PROVIDED TEXT>
________________
Hi, I am trying to maximize inference throughput on a GPU for my undergrad thesis analysis. On TensorFlow, I managed to “overlap” data loading and GPU computation. However, I can’t seem to do this on PyTorch.
Essential code:
my_net = torch.load(some_file)
my_net.cuda()
class MyDataset(Dataset):
def __len__(self):
return 100000
def __getitem__(self,idx):
image = np.random.randn(3,224,224).astype(np.float32)
return torch.from_numpy(image)
def run_inference(imgs):
batch = Variable(imgs,volatile=True)
r = my_net.forward(batch.cuda(async=True))
r.cpu()
my_dataset = MyDataset()
dataset_loader = torch.utils.data.DataLoader(my_dataset,
batch_size=FLAGS.batch_size,
shuffle=False,
num_workers=8,
pin_memory=True)
dataset_iter = iter(dataset_loader)
for i, data in enumerate(dataset_loader):
run_inference(data)
For instance, I’m trying alexnet inference with batch size of 128 and I am getting 70ms per batch, out of which ~13ms is moving data from host to GPU. Would it be possible to avoid this by overlapping data copying and GPU computations? How?
Thanks!
________________
REQUIREMENT A>
Answer these questions about the PyTorch forum post:
(i) In which framework did the poster already manage to overlap data loading and GPU computation?
(ii) How many workers does the DataLoader in the code use?
(iii) Of the 70ms per batch, roughly how long does moving data from host to GPU take?
The post and the records have no connection to each other.

[Rows from a dataset]
________________
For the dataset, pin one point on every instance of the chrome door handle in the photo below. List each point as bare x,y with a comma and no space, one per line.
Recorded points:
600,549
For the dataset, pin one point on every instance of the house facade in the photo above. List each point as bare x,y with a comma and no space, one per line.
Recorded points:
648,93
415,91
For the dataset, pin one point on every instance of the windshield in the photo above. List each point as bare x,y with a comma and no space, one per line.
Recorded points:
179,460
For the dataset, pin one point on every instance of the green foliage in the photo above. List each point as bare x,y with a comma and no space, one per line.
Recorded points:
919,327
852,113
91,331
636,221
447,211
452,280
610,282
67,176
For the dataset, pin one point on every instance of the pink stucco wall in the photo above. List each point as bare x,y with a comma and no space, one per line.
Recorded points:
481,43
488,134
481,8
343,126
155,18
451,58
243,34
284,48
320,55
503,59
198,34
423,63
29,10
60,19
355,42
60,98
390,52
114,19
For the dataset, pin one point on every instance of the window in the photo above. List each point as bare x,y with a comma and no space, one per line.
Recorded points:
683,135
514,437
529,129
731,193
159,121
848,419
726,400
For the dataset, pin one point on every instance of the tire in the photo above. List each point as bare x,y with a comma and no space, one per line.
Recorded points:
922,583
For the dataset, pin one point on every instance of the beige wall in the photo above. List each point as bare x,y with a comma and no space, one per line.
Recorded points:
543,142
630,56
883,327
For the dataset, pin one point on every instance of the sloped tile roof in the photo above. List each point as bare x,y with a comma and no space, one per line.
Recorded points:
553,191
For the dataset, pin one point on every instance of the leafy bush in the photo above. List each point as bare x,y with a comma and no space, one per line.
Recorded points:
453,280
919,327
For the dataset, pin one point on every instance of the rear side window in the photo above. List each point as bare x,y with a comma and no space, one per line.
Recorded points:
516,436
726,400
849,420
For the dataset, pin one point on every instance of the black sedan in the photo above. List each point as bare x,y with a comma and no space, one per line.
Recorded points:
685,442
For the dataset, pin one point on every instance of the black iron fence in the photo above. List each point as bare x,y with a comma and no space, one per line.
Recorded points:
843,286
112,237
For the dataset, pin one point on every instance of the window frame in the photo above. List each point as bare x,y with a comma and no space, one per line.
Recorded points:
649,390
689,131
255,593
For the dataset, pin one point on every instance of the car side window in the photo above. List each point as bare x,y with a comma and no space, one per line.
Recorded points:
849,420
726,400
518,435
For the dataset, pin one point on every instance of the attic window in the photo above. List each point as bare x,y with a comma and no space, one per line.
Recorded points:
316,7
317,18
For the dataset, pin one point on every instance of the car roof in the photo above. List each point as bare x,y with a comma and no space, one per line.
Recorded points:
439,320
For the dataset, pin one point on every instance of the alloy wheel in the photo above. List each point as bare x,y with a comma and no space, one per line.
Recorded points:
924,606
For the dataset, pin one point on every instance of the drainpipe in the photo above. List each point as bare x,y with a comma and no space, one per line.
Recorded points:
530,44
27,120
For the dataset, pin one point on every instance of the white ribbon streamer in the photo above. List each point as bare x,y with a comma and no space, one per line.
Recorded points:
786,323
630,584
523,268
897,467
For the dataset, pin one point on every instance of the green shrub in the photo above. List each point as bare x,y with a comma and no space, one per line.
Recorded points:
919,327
________________
REQUIREMENT B>
Transcribe the records word for word, everything from the line that contains "of the attic" down to the end of the records, including both ends.

TASK ANSWER A>
(i) TensorFlow
(ii) 8
(iii) About 13ms

TASK ANSWER B>
For the dataset, pin one point on every instance of the attic window in the photo above. List each point as bare x,y with a comma and no space, one per line.
Recorded points:
316,7
317,18
For the dataset, pin one point on every instance of the car roof in the photo above. List each point as bare x,y with a comma and no space, one per line.
Recorded points:
439,320
For the dataset, pin one point on every instance of the alloy wheel in the photo above. List each point as bare x,y with a comma and no space, one per line.
Recorded points:
924,606
For the dataset, pin one point on every instance of the drainpipe in the photo above. List each point as bare x,y with a comma and no space, one per line.
Recorded points:
530,44
27,120
For the dataset, pin one point on every instance of the white ribbon streamer in the photo above. List each point as bare x,y with a comma and no space, one per line.
Recorded points:
786,323
630,584
523,268
897,467
For the dataset, pin one point on every instance of the green shrub in the photo above. List each point as bare x,y with a comma and no space, one per line.
Recorded points:
919,327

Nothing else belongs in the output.